[start of Data for this task]
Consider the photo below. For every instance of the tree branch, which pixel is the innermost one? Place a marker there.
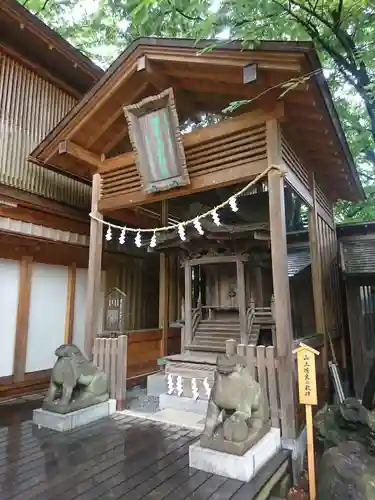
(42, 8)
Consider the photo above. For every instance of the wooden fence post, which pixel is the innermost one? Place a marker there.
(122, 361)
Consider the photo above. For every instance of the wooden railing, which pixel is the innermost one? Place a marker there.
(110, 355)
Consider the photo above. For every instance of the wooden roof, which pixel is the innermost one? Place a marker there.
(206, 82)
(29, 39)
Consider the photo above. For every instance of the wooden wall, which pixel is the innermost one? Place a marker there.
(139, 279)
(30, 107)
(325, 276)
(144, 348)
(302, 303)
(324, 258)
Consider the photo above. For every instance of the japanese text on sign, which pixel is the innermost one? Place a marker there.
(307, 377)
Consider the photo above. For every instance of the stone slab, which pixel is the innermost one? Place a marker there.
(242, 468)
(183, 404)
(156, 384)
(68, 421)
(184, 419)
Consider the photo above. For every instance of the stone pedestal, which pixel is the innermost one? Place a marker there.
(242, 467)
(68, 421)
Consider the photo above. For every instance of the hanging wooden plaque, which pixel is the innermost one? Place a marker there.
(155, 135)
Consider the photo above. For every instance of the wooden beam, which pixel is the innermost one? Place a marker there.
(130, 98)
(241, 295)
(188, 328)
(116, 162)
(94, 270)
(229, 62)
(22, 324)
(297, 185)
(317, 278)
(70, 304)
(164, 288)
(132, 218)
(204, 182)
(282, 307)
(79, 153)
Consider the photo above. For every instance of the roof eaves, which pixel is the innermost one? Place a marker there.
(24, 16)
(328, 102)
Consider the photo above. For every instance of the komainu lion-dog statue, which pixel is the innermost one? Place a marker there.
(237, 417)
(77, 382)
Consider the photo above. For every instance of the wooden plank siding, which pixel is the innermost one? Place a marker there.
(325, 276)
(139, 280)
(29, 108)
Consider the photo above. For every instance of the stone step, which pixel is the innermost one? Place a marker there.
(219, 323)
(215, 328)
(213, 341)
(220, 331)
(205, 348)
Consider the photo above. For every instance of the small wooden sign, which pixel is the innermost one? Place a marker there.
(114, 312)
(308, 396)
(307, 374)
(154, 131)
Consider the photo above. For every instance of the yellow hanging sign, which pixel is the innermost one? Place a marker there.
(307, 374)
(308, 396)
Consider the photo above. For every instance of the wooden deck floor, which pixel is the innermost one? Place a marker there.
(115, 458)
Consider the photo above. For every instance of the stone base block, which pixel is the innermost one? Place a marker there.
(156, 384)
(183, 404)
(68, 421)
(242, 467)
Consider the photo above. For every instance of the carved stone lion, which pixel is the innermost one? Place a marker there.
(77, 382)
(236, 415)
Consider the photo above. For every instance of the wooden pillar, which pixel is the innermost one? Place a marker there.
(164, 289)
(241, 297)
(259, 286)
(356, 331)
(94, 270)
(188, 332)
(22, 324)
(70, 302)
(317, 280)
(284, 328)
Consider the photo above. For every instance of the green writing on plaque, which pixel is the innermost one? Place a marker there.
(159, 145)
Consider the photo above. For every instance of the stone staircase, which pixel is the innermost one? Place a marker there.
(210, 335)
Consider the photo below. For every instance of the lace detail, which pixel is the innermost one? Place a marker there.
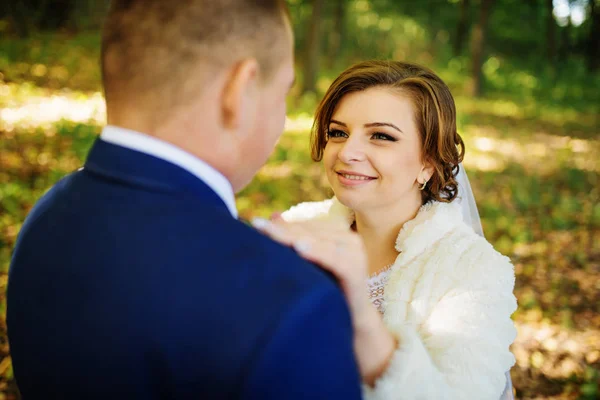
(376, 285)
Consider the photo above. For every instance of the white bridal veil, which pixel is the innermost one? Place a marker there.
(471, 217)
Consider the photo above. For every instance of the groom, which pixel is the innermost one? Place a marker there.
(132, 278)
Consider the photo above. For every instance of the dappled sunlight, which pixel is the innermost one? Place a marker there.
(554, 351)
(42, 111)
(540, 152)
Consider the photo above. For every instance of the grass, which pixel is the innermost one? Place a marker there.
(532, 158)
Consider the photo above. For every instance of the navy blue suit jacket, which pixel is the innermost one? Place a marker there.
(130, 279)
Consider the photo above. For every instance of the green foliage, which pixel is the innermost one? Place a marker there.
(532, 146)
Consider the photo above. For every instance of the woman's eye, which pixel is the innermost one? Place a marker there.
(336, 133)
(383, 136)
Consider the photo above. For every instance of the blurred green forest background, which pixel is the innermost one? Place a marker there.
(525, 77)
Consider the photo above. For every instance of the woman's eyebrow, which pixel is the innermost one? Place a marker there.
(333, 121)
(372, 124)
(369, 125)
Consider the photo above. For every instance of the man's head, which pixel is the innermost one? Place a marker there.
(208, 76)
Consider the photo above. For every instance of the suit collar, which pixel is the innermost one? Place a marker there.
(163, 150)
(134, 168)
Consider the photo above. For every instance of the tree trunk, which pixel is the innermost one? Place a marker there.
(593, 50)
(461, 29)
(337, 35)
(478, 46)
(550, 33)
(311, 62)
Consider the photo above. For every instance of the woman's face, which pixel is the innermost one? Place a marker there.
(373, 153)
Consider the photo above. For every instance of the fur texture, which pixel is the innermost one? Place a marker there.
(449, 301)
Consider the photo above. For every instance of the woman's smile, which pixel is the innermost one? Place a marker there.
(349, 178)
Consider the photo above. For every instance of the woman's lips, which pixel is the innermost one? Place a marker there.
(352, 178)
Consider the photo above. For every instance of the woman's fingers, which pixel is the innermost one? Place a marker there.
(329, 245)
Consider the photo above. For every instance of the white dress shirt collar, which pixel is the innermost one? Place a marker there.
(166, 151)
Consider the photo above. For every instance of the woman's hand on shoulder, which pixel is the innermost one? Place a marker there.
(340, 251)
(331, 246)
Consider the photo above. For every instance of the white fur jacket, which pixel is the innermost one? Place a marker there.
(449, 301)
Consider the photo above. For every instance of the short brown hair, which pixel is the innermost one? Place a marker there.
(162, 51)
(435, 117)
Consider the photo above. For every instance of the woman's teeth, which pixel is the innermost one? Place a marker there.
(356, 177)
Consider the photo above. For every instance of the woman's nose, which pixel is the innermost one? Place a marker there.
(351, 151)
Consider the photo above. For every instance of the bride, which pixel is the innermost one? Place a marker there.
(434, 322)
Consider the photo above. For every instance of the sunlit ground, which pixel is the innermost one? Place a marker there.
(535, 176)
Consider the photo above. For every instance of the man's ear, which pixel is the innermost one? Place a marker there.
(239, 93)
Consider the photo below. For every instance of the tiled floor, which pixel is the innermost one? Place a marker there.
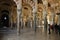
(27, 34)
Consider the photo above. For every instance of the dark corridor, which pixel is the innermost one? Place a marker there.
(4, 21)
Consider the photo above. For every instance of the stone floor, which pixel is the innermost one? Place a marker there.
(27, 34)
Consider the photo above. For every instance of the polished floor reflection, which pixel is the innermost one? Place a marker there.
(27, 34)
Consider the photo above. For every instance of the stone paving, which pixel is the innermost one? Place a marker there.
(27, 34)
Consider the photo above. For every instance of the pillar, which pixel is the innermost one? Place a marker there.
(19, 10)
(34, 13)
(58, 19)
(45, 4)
[end of Data for this task]
[start of Data for this task]
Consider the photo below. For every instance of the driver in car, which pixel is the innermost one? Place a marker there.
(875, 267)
[end of Data for this task]
[start of Data for this task]
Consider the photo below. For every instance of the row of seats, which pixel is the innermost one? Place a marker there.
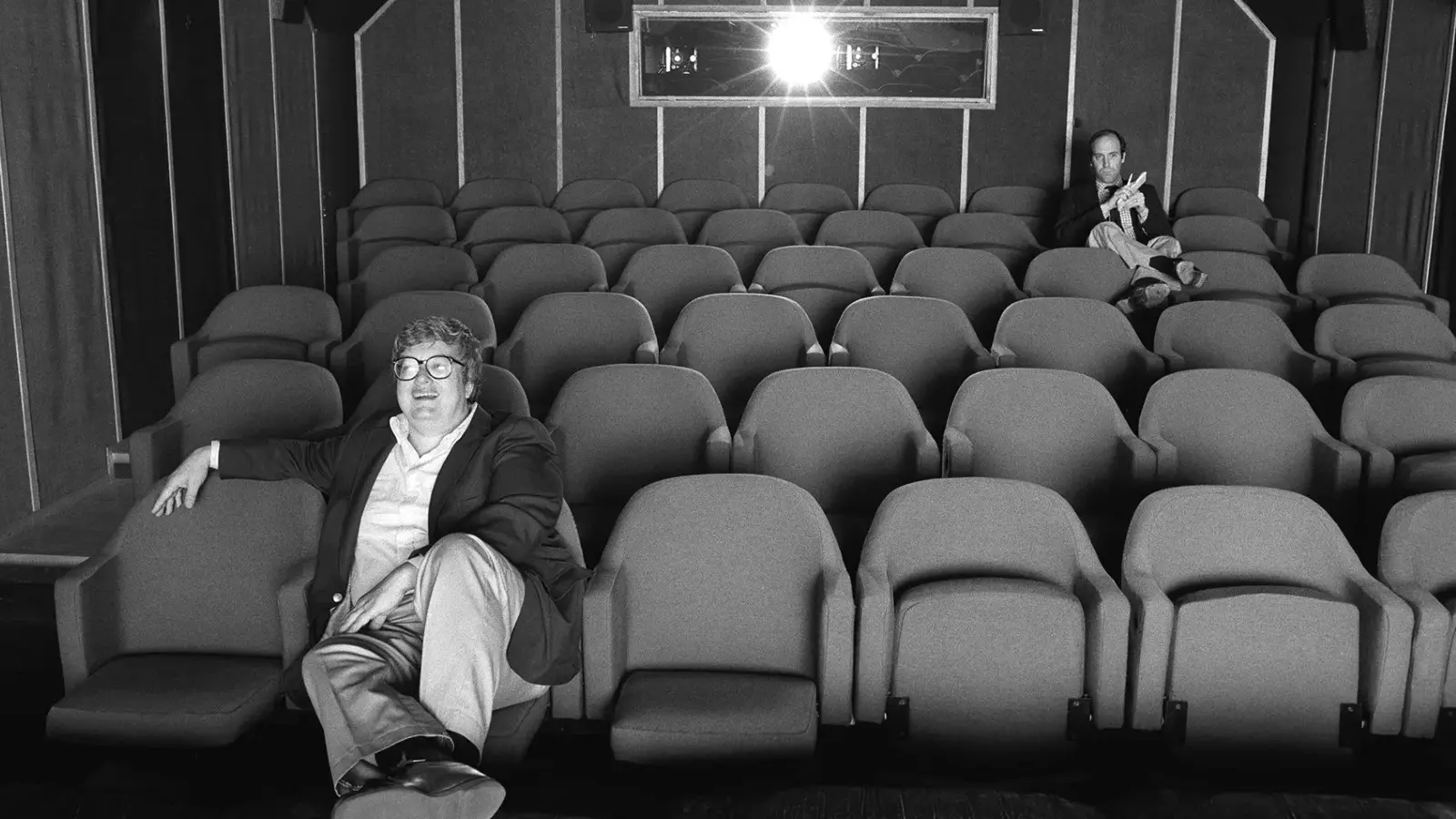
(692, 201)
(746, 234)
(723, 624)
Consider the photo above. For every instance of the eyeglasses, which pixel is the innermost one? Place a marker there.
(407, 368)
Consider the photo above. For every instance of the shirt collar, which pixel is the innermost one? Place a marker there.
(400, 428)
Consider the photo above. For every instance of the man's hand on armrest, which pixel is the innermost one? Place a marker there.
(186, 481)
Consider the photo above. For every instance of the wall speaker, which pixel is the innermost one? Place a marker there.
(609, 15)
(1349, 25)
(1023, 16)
[end of Data for this task]
Exercise objective →
Which lines in the entries above contain the string "wooden"? Collect every one of them, treating uppercase and lowercase letters as different.

The response →
Consider the photo above. For every instance of the wooden fence post, which pixel is the innermost one? Place a marker there.
Consider the photo above. For every instance of the wooden railing, which pixel is the innermost one? Place a marker there.
Consider the photo above. For every instance of the wooden roof, which pixel is the innermost one? Place a marker there.
Consider the photo above. For every instance of the wooden wall, which pixel is the innermost one? Place a marker there.
Consider the photo above. For every instance of the hanging wooden plaque, which pixel is the innermost one? Place a marker there.
Consider the photo above. For every instance of the wooden beam, which pixel is the innermost one? Place a marker there.
Consider the photo above. For every instance of the wooden plank siding, which pixel is the innermost one? Place a marker there.
Consider the photo above. For every instance of the small wooden sign, which pixel is the innermost one? Place a marker there.
Consider the photo above. For every instance of the wooden deck floor, which pixel is the innermost one? Place a marker there.
Consider the photo above. For every instance of the wooden pillar, which pixel is the innermost one? Place a marker there.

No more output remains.